### [EXERCISE DIRECTIONS]
Convert the records, starting at their beginning and ending at the line that contains "<point>429,143</point>", into a JSON list of strings with one string per line and no blank lines. Leave the pictures out of the list.
--- Begin ENTRIES SHOWN ---
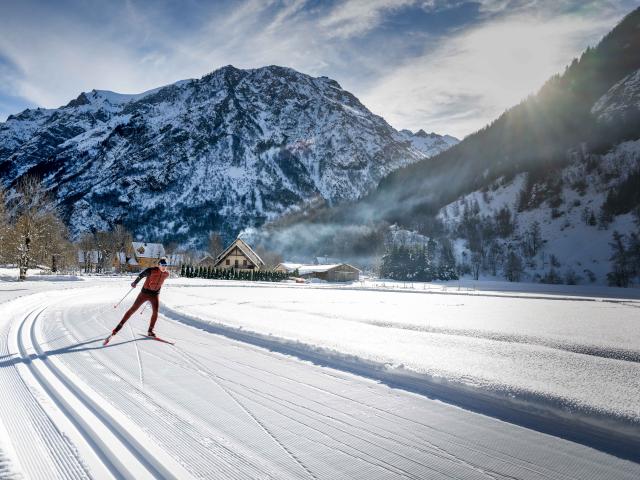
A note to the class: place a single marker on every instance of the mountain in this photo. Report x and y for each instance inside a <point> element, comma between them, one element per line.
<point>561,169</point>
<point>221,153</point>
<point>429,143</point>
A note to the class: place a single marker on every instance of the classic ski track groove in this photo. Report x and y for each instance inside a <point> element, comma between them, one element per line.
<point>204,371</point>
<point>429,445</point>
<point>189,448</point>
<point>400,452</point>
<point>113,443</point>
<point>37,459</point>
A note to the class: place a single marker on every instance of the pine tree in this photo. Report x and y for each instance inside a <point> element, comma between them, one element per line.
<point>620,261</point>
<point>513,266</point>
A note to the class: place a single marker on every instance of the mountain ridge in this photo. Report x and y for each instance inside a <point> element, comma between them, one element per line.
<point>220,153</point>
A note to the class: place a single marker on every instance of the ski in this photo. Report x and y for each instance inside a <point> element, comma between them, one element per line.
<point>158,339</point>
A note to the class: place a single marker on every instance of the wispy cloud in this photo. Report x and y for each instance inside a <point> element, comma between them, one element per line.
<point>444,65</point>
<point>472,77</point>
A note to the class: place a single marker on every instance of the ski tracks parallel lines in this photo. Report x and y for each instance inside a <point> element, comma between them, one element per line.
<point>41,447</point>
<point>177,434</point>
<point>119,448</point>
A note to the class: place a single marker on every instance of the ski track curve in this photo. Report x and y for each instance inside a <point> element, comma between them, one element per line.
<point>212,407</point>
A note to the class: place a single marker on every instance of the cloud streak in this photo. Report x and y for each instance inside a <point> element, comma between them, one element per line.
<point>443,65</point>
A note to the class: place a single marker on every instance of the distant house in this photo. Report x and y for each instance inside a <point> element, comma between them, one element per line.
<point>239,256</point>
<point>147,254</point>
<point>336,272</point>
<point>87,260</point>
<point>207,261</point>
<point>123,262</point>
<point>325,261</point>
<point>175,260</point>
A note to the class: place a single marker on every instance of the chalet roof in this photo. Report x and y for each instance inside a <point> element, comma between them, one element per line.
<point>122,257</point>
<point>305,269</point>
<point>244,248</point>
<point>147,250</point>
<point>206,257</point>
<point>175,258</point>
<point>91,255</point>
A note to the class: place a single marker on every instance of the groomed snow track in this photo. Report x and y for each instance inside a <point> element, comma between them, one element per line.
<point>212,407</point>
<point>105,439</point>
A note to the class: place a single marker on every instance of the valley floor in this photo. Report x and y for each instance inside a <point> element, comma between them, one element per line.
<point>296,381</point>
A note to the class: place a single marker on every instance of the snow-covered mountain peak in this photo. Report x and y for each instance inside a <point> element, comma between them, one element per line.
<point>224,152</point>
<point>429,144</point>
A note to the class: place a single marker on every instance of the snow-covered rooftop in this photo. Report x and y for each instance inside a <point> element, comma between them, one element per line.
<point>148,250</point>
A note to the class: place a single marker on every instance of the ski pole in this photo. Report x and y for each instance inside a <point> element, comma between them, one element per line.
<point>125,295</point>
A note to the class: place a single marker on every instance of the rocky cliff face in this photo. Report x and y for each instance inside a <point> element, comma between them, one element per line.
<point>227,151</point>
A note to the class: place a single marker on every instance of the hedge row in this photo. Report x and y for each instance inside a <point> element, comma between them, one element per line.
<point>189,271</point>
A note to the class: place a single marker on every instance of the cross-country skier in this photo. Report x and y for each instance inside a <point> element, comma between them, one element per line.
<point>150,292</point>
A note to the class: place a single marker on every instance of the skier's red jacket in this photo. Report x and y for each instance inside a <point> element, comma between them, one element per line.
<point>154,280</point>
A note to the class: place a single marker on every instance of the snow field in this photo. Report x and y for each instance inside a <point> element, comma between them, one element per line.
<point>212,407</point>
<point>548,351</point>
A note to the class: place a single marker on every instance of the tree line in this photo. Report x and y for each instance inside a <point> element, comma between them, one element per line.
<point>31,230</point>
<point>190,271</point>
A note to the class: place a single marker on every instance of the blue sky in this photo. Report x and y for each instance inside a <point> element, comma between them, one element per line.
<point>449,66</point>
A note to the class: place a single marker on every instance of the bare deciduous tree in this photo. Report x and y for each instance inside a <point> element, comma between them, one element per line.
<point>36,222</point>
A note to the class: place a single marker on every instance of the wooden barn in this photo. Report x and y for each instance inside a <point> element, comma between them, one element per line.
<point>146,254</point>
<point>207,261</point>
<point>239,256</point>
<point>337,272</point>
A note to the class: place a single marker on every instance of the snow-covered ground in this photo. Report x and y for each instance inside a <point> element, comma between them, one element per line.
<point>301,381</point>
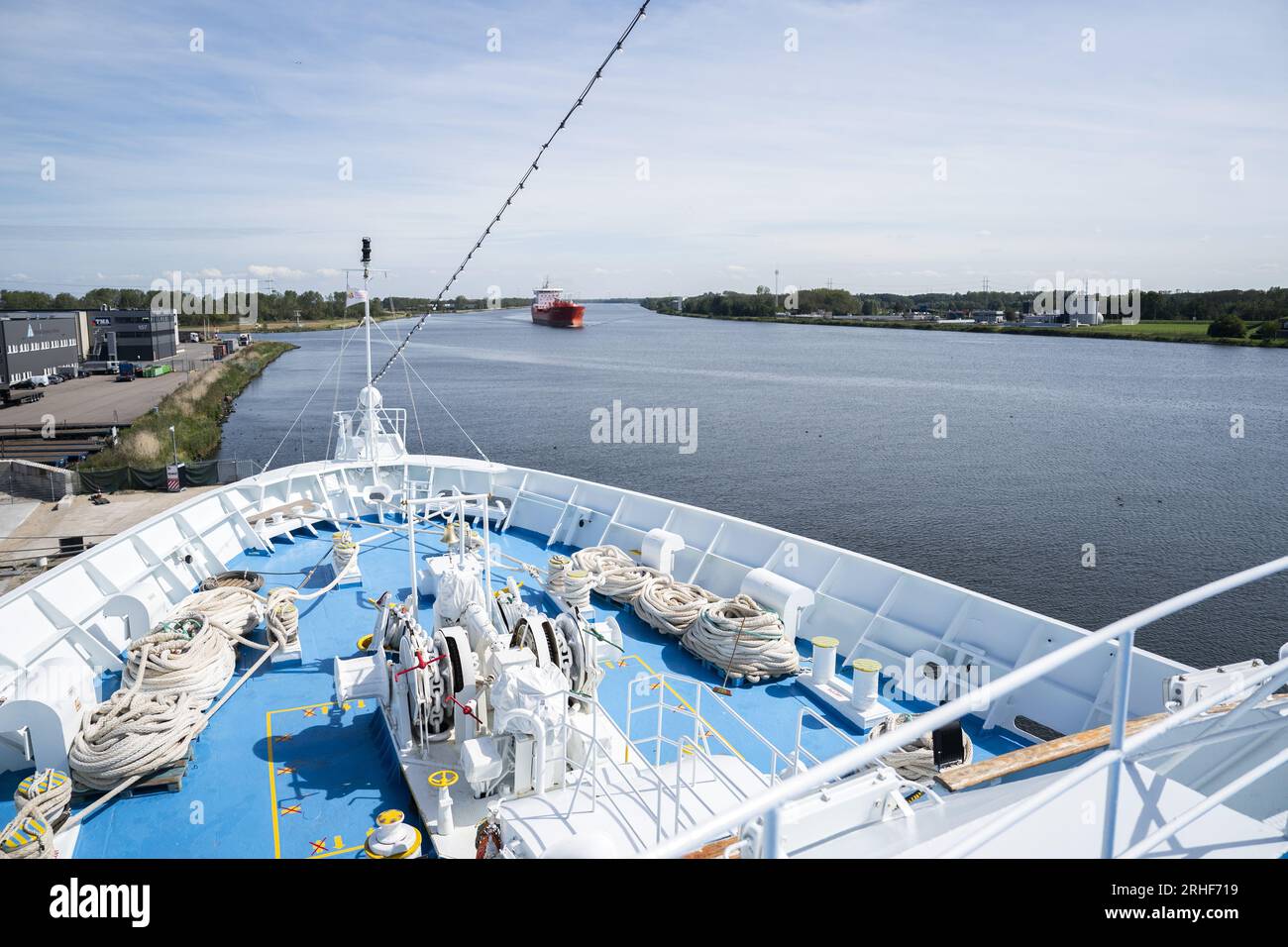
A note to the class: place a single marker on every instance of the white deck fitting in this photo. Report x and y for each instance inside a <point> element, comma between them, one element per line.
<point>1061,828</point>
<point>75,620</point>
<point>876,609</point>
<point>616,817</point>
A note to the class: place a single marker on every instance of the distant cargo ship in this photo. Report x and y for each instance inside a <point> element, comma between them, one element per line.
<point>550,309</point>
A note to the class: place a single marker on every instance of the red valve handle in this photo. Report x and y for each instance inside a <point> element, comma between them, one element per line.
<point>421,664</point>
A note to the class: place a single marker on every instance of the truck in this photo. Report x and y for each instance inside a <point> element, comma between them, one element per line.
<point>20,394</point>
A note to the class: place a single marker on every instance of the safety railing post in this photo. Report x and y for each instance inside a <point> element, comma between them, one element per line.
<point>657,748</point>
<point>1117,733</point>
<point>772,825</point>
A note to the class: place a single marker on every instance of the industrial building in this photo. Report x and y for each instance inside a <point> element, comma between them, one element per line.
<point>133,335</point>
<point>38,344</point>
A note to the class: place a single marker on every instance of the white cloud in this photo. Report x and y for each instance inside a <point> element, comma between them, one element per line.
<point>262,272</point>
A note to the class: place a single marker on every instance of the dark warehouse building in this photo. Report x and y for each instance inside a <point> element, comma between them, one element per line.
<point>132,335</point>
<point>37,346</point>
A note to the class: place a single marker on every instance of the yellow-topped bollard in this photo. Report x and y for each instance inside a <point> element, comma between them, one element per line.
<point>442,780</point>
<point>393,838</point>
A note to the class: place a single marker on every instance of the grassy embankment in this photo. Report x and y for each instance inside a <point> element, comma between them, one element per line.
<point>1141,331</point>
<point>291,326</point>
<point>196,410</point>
--- End ENTRIES SHOWN ---
### [RESULT]
[
  "A note to the class: place a single marker on every instance of the mountain in this photo. Report x and y for each instance inside a <point> element, comma between them, one element per line.",
  "<point>561,169</point>",
  "<point>221,153</point>",
  "<point>429,143</point>"
]